▸ **EXERCISE AIM**: List every line in the records below that contains the string "wooden". Case counts.

▸ **PROVIDED DATA**:

****************************************

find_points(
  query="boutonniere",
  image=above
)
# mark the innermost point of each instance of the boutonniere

****************************************

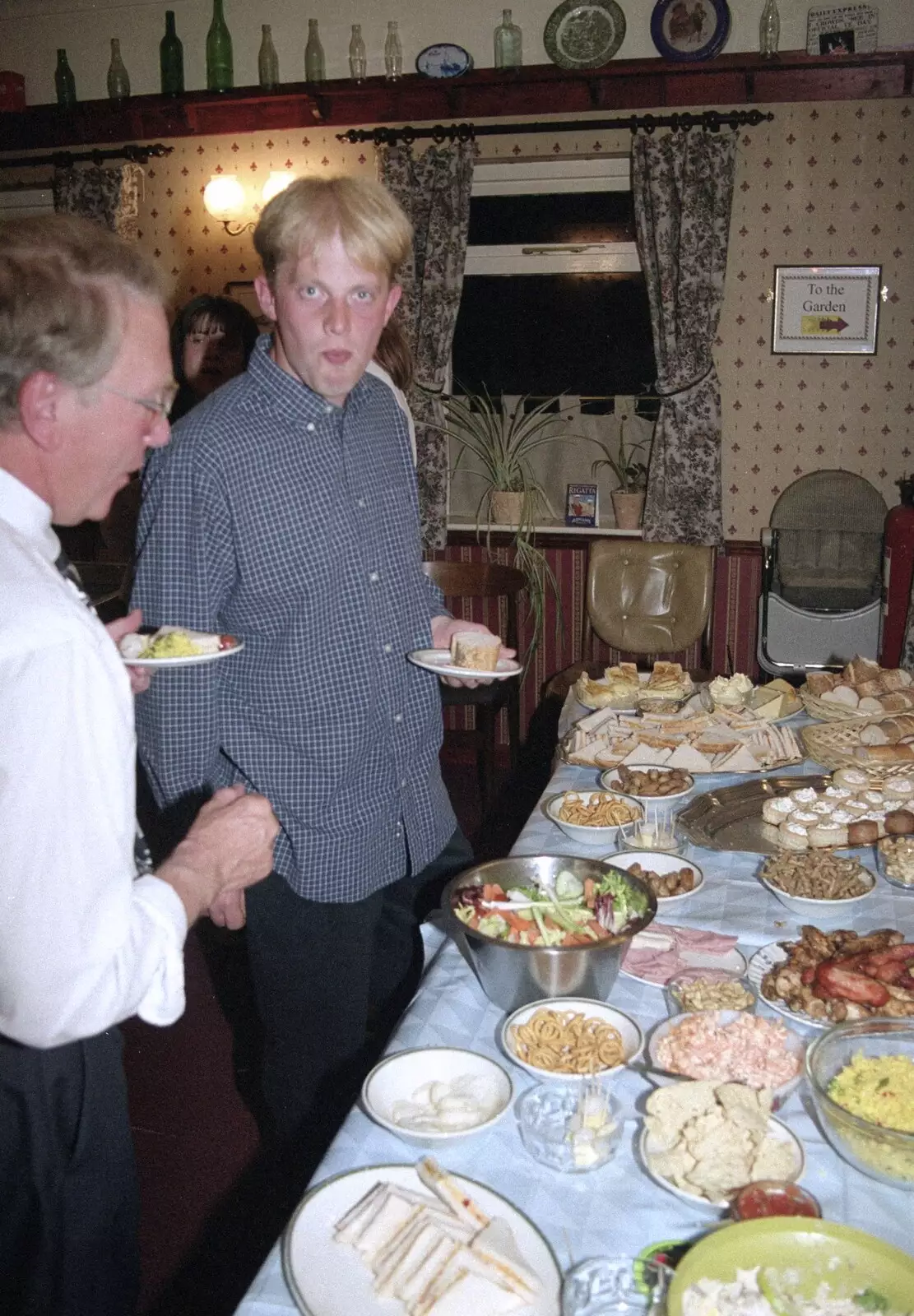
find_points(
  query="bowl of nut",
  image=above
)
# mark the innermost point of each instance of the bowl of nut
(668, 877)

****************************************

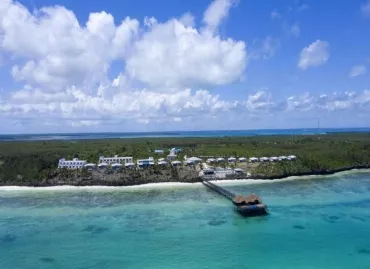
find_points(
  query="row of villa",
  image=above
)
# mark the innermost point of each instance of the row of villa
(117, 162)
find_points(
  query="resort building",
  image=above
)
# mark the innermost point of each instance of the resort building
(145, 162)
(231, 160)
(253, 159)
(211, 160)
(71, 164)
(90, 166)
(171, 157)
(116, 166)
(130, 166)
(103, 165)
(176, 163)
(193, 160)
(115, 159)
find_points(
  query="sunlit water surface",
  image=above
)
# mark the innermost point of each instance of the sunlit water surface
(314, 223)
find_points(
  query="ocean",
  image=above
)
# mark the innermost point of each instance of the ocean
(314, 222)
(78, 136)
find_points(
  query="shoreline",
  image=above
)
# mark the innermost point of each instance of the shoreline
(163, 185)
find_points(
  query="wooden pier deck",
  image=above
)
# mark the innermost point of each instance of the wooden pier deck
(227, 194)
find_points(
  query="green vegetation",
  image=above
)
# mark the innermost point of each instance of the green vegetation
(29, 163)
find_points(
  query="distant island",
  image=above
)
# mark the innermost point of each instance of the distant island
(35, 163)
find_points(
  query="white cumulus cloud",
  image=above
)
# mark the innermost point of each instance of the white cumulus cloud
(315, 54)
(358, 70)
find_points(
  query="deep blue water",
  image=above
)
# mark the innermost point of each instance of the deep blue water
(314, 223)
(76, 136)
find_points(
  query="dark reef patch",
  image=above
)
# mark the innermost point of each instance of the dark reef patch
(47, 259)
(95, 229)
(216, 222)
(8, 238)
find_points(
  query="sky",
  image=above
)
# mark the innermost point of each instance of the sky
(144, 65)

****************************************

▸ **TASK OUTPUT**:
  query="wooden pier deck",
# mark the innermost point of each instance of the wooden pier deck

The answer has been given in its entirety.